Source extract ▸
## Begin

ASU Sustainability News

February 19, 2013

Signs at Homecoming for Garbage and recycleMany have studied how the climate is changing—melting ice caps, rising sea levels, increased pollution, and higher temperatures. Countless researchers, scientists, and experts have dedicated their work to recording numbers, collecting samples, and writing reports that show evidence of climate change. But has anyone studied how humans are changing their commitment to the environment?

You may recycle because you care for the environment and would hate to see it littered, but did you also know you may do it because your neighbors or colleagues are doing it?  In a recent BioScience article, an interdisciplinary team of researchers led by Arizona State University’s Ann Kinzig explores the impacts of human behavior towards the environment and how policies can promote environmentally friendly behavior.

In the article, “Social Norms and Global Environmental Change: The Complex Interaction of Behaviors, Values, and Policy,” the researchers theorize that advancements in sustainability can come from policy changes that alter public behavior in the short-term, while simultaneously creating public pro-environmental values in the long-term.

People engage in what researchers call “pro-environmental behavior” when there are advantageous reasons to do so. These reasons can be due to deep-seated environmental values, but they can also develop due to regulations (e.g., automobile fuel-efficiency standards), economic costs (e.g., recycling to avoid garbage fees), or because people want to fit in and do what others are doing (e.g., planting native vegetation in front yards). Repeating these behaviors can lead to new personal pro-environmental norms for individuals.

## End

Material ▸
## Begin

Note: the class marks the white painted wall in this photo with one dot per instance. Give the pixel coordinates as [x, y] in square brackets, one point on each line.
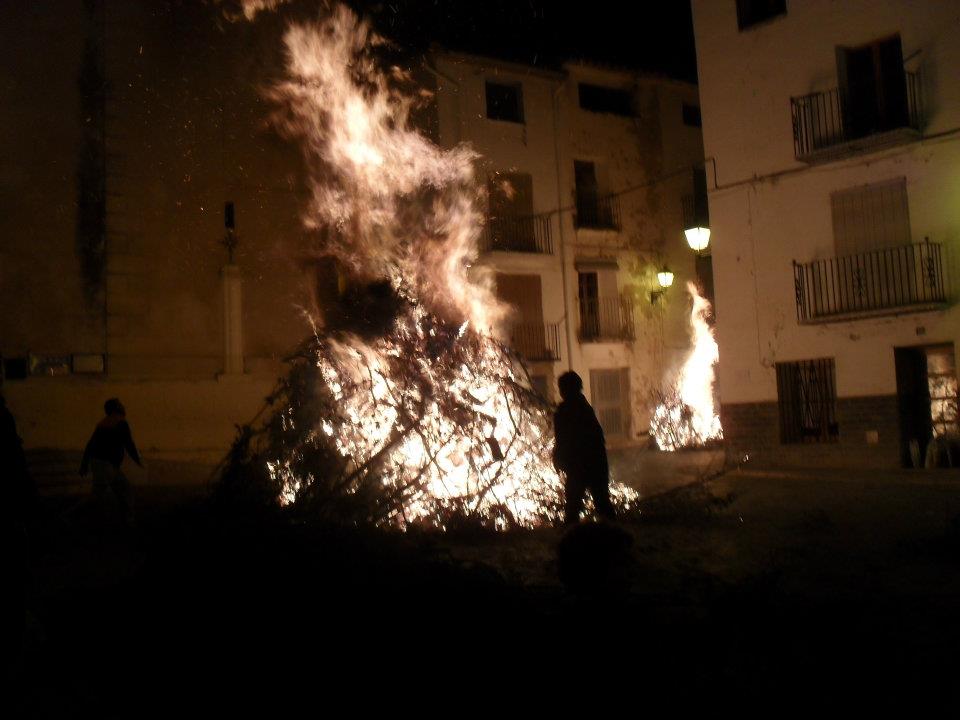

## End

Do this ▸ Continue the article on social norms and pro-environmental behavior from the point where it stops.

Written answer ▸
“Often we believe that we behave in a certain way because we hold certain values,” says Kinzig, a sustainability scientist in the Global Institute of Sustainability and a professor in the School of Life Sciences. “But our values may also shift based on our behaviors. We may initially engage in recycling, for instance, because of an economic incentive, or because we believe our neighbors want us to, but the repeated act of recycling may create a personal value for recycling.”

The researchers argue that policymakers must consider both the short-term potential for changing behavior and the long-term potential for altering values. Often policies are evaluated according to short-term viability, and that may not be enough to effectively shift personal values towards the environment.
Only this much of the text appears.